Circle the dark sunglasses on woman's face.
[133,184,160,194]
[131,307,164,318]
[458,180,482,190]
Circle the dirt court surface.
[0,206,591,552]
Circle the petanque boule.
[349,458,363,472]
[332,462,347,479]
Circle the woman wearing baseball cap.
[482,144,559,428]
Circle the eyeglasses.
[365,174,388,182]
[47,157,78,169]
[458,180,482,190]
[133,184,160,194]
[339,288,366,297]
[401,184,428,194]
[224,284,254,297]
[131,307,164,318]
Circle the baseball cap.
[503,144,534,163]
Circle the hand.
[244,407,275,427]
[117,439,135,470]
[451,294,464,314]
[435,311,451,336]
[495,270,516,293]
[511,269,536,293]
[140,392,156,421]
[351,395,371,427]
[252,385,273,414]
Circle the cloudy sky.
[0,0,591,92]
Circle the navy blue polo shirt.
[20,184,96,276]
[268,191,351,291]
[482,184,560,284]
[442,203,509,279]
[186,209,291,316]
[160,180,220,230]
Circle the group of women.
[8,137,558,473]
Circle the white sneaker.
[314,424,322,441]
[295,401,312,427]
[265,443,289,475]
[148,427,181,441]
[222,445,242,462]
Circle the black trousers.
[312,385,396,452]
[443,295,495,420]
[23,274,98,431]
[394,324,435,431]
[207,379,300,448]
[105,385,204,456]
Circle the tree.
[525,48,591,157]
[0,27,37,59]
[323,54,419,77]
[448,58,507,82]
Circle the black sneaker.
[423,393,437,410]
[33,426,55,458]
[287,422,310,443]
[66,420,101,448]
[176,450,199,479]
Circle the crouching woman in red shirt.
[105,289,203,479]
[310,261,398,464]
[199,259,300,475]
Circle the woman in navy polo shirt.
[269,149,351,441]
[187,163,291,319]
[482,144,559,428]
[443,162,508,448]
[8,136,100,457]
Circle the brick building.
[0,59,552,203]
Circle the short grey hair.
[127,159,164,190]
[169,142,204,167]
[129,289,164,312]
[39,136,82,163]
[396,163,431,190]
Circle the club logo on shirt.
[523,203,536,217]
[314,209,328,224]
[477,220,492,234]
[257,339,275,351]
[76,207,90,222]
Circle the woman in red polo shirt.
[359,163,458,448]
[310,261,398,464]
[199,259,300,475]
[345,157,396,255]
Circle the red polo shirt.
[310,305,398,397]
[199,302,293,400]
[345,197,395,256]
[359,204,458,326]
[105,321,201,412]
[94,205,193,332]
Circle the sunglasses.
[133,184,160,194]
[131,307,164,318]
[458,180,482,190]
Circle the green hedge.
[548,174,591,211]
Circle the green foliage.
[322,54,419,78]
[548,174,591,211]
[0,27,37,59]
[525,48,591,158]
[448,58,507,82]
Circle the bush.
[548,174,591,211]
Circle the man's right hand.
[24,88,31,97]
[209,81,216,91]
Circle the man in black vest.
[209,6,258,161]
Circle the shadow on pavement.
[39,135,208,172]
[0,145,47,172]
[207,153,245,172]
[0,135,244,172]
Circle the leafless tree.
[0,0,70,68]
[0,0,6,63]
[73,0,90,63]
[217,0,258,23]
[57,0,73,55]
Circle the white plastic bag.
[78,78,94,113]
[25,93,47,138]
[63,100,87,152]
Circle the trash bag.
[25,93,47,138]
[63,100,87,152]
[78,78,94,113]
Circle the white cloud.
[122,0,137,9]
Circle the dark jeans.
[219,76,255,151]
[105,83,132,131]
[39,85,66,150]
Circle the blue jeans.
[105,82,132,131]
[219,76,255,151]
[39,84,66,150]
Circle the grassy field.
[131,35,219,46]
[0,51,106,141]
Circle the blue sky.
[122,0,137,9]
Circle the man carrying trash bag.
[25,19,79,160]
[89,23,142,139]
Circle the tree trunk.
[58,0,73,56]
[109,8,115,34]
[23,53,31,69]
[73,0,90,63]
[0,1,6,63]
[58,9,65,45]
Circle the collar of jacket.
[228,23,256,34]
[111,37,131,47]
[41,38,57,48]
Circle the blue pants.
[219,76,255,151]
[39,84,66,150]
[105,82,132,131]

----

*WHAT TO WORK ON*
Copy the listing from the line containing "Circle the white cloud." through the end of the listing, inclusive, swapping every "jeans" for "trousers" and leaving everything else unchanged.

*EXERCISE RESPONSE*
Circle the white cloud.
[122,0,137,9]
Circle the dark trousers.
[219,76,255,151]
[105,83,132,131]
[39,85,66,150]
Circle the blue trousers.
[105,82,132,131]
[219,76,255,151]
[39,84,66,150]
Circle the grassy field.
[131,35,219,46]
[0,51,106,141]
Circle the blue sky.
[122,0,137,9]
Circle the man carrying trash bag.
[25,19,79,160]
[89,23,142,139]
Circle the tree trunk.
[58,0,73,56]
[109,8,115,34]
[23,53,31,69]
[73,0,90,63]
[0,1,6,63]
[58,9,65,45]
Circle the collar of jacket.
[228,23,256,34]
[111,37,131,47]
[41,38,57,48]
Circle the blue pants.
[219,76,255,151]
[39,84,66,150]
[105,82,132,131]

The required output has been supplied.